◆ Task statement
Output the listing below as a Markdown table with two columns, Row and Line. Number each non-blank line in order in Row and put its text in Line, leaving out blank lines.
#####
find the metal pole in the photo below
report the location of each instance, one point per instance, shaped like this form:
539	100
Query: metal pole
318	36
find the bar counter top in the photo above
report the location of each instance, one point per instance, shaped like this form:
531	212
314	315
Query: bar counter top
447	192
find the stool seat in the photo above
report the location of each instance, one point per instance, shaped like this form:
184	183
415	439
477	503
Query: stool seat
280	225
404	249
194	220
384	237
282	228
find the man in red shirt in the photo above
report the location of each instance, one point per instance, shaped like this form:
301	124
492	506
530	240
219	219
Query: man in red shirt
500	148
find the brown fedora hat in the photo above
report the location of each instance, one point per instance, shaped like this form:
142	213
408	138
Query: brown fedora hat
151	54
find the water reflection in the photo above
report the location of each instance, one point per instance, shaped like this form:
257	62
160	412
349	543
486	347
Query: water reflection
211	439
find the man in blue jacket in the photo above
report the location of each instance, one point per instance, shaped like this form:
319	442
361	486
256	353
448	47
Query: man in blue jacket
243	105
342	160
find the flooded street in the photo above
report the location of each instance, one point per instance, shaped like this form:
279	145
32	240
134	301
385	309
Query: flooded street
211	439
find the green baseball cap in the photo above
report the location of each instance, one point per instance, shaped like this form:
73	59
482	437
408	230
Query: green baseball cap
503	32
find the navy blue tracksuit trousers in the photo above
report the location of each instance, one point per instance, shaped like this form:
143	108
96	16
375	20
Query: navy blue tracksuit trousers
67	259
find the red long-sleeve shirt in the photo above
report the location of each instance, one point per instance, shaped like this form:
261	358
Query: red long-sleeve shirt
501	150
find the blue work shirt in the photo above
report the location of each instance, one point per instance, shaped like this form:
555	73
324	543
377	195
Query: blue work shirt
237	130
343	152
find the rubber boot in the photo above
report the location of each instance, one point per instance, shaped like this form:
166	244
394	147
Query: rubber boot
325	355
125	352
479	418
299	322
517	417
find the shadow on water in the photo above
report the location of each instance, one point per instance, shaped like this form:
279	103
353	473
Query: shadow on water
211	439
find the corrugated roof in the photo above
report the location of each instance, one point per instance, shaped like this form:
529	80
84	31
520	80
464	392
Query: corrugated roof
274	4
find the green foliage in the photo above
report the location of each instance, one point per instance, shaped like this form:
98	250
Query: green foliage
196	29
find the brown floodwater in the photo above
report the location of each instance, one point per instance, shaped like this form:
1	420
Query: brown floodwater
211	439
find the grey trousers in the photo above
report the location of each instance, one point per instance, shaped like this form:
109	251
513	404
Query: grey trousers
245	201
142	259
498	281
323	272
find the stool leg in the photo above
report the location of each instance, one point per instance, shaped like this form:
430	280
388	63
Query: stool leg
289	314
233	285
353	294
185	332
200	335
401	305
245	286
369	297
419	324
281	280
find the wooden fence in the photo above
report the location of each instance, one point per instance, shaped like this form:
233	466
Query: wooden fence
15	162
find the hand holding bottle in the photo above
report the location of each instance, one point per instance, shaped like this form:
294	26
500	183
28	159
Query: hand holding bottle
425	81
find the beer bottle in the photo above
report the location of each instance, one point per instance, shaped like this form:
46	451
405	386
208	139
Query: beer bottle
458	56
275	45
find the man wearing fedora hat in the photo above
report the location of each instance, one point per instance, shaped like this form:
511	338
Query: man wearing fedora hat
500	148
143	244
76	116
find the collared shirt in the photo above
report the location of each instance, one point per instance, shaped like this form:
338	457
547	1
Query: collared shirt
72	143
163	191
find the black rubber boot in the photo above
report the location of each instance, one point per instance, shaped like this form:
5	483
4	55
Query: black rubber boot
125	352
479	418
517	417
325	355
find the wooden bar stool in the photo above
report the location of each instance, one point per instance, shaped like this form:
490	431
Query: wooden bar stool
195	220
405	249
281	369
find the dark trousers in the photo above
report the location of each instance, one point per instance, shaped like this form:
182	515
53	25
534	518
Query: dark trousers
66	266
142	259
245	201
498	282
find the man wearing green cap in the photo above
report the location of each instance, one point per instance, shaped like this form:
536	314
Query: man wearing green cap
#####
◆ Complete output
| Row | Line |
|---|---|
| 1 | find the metal pole in the photo below |
| 2 | report the location of each instance, one point per instance, shaped like this form: |
| 3 | 539	100 |
| 4 | Query: metal pole |
| 5 | 318	36 |
| 6 | find the bar counter top in the photo above |
| 7 | report the location of each instance, one point per instance, shaped like this form: |
| 8 | 531	212 |
| 9 | 314	315 |
| 10 | Query: bar counter top |
| 11 | 447	192 |
| 12 | find the stool seat in the photo above |
| 13 | report the location of each instance, one point per instance, shaped like this form: |
| 14 | 184	183 |
| 15 | 415	439 |
| 16 | 477	503 |
| 17 | Query: stool seat |
| 18 | 280	225 |
| 19 | 404	249 |
| 20 | 194	220 |
| 21 | 384	237 |
| 22 | 282	228 |
| 23 | find the man in red shirt in the photo above |
| 24 | report the location of each instance, one point per instance, shaped like this form: |
| 25 | 301	124 |
| 26 | 492	506 |
| 27 | 530	240 |
| 28 | 219	219 |
| 29 | Query: man in red shirt |
| 30 | 500	148 |
| 31 | find the brown fedora hat in the photo above |
| 32 | report the location of each instance, one point per instance, shaped like this form: |
| 33 | 142	213 |
| 34 | 408	138 |
| 35 | Query: brown fedora hat |
| 36 | 151	54 |
| 37 | find the water reflection in the photo above |
| 38 | report the location of each instance, one point per instance, shaped like this form: |
| 39 | 257	62 |
| 40 | 160	412 |
| 41 | 349	543 |
| 42 | 486	347 |
| 43 | Query: water reflection |
| 44 | 211	439 |
| 45 | find the man in blue jacket in the photo above |
| 46 | report the location of each instance, one point per instance, shaped like this form: |
| 47 | 319	442 |
| 48 | 361	486 |
| 49 | 256	353 |
| 50 | 448	47 |
| 51 | Query: man in blue jacket |
| 52 | 243	105 |
| 53 | 342	160 |
| 54 | find the flooded street in the photo above |
| 55 | report the location of each instance, one point per instance, shaped like this form: |
| 56 | 279	145 |
| 57 | 32	240 |
| 58 | 134	301 |
| 59 | 385	309 |
| 60 | Query: flooded street |
| 61 | 211	439 |
| 62 | find the green baseball cap in the photo above |
| 63 | report the location of each instance, one point per instance, shaped like this form: |
| 64 | 73	59 |
| 65 | 482	437 |
| 66 | 408	230 |
| 67 | Query: green baseball cap |
| 68 | 503	32 |
| 69 | find the navy blue tracksuit trousers in the photo above |
| 70 | report the location of each instance, one point per instance, shaped like this form: |
| 71 | 143	108 |
| 72 | 96	16 |
| 73 | 375	20 |
| 74 | Query: navy blue tracksuit trousers |
| 75 | 67	259 |
| 76 | find the red long-sleeve shirt in the photo above |
| 77 | report the location of each instance, one point per instance, shaped like this form: |
| 78 | 261	358 |
| 79 | Query: red long-sleeve shirt |
| 80 | 501	150 |
| 81 | find the blue work shirt in the photo above |
| 82 | report the location of each instance, one point per instance, shaped like this form: |
| 83 | 555	73 |
| 84 | 324	543 |
| 85 | 377	195 |
| 86 | Query: blue work shirt |
| 87 | 237	130 |
| 88 | 343	152 |
| 89 | find the rubber boot in the photo above |
| 90 | report the location of each instance, one point per instance, shaped like this form: |
| 91 | 166	244 |
| 92 | 394	147 |
| 93 | Query: rubber boot |
| 94 | 325	355 |
| 95 | 125	352 |
| 96 | 479	418 |
| 97 | 299	322 |
| 98 | 517	417 |
| 99 | find the shadow on water in the photo above |
| 100 | report the location of each instance, one point per instance, shaped like this form: |
| 101 | 279	103 |
| 102 | 353	473 |
| 103 | Query: shadow on water |
| 104 | 211	439 |
| 105 | find the corrugated roof in the photo above |
| 106 | report the location of each instance, one point per instance, shaped like this form: |
| 107 | 529	80 |
| 108 | 84	31 |
| 109 | 520	80 |
| 110 | 464	392 |
| 111 | Query: corrugated roof |
| 112 | 274	4 |
| 113 | find the green foliage in the photo above |
| 114 | report the location of each instance, one point per instance, shaped like this form: |
| 115 | 98	250 |
| 116 | Query: green foliage |
| 117 | 196	29 |
| 118 | find the brown floodwater in the photo above |
| 119 | report the location of each instance, one point per instance, shaped like this form: |
| 120 | 1	420 |
| 121 | Query: brown floodwater |
| 122 | 211	439 |
| 123 | find the grey trousers in the photo above |
| 124 | report the location of each instance, one point per instance, shaped like this form: |
| 125 | 109	251 |
| 126 | 513	404 |
| 127 | Query: grey trousers |
| 128 | 245	201 |
| 129 | 142	259 |
| 130 | 498	281 |
| 131 | 323	272 |
| 132 | find the stool leg in the photo above |
| 133 | report the location of each instance, one point per instance, shaped like this form: |
| 134 | 430	280 |
| 135 | 388	63 |
| 136 | Query: stool leg |
| 137 | 289	314 |
| 138 | 233	285 |
| 139 | 353	294 |
| 140 | 185	332 |
| 141 | 200	335 |
| 142 | 401	305 |
| 143 | 245	286 |
| 144 | 369	297 |
| 145 | 419	324 |
| 146 | 281	280 |
| 147 | find the wooden fence in the photo above |
| 148 | report the location of each instance, one point per instance, shaped like this form: |
| 149 | 233	466 |
| 150 | Query: wooden fence |
| 151 | 15	162 |
| 152 | find the hand holding bottle in the photo above |
| 153 | report the location of each instance, one point per instance, shaped like this form: |
| 154 | 294	26 |
| 155 | 500	183 |
| 156 | 28	159 |
| 157 | Query: hand holding bottle |
| 158 | 425	81 |
| 159 | find the beer bottle in the photo above |
| 160 | report the location of each instance, one point per instance, shaped like this form: |
| 161 | 46	451 |
| 162 | 405	386 |
| 163 | 208	139 |
| 164 | Query: beer bottle |
| 165 | 458	56 |
| 166 | 275	45 |
| 167 | find the man wearing fedora hat in the photo above |
| 168 | report the location of each instance, one point per instance, shaped like this form: |
| 169 | 511	338 |
| 170 | Query: man wearing fedora hat |
| 171 | 500	148 |
| 172 | 143	244 |
| 173 | 76	116 |
| 174 | find the collared shirt in the photo above |
| 175 | report the location of each instance, one point per instance, shaped like this form: |
| 176 | 338	457 |
| 177 | 547	1 |
| 178 | Query: collared shirt |
| 179 | 72	143 |
| 180 | 163	191 |
| 181 | find the black rubber boot in the photo above |
| 182 | report the location of each instance, one point per instance, shaped like this form: |
| 183 | 5	483 |
| 184 | 4	55 |
| 185 | Query: black rubber boot |
| 186 | 125	352 |
| 187 | 479	418 |
| 188 | 517	417 |
| 189 | 325	355 |
| 190 | find the wooden bar stool in the photo above |
| 191 | report the location of each instance, one point per instance, shaped like this form: |
| 192 | 490	431 |
| 193 | Query: wooden bar stool |
| 194 | 195	220 |
| 195 | 405	249 |
| 196 | 281	369 |
| 197 | find the dark trousers in the photo above |
| 198 | report the location of each instance, one point per instance, shaped like this form: |
| 199 | 182	515 |
| 200 | 53	25 |
| 201 | 534	518 |
| 202 | Query: dark trousers |
| 203 | 66	266 |
| 204 | 142	259 |
| 205 | 245	201 |
| 206 | 498	282 |
| 207 | find the man wearing green cap in the photo above |
| 208 | report the location of each instance, one point per instance, shaped like this form: |
| 209 | 536	314 |
| 210 | Query: man wearing green cap |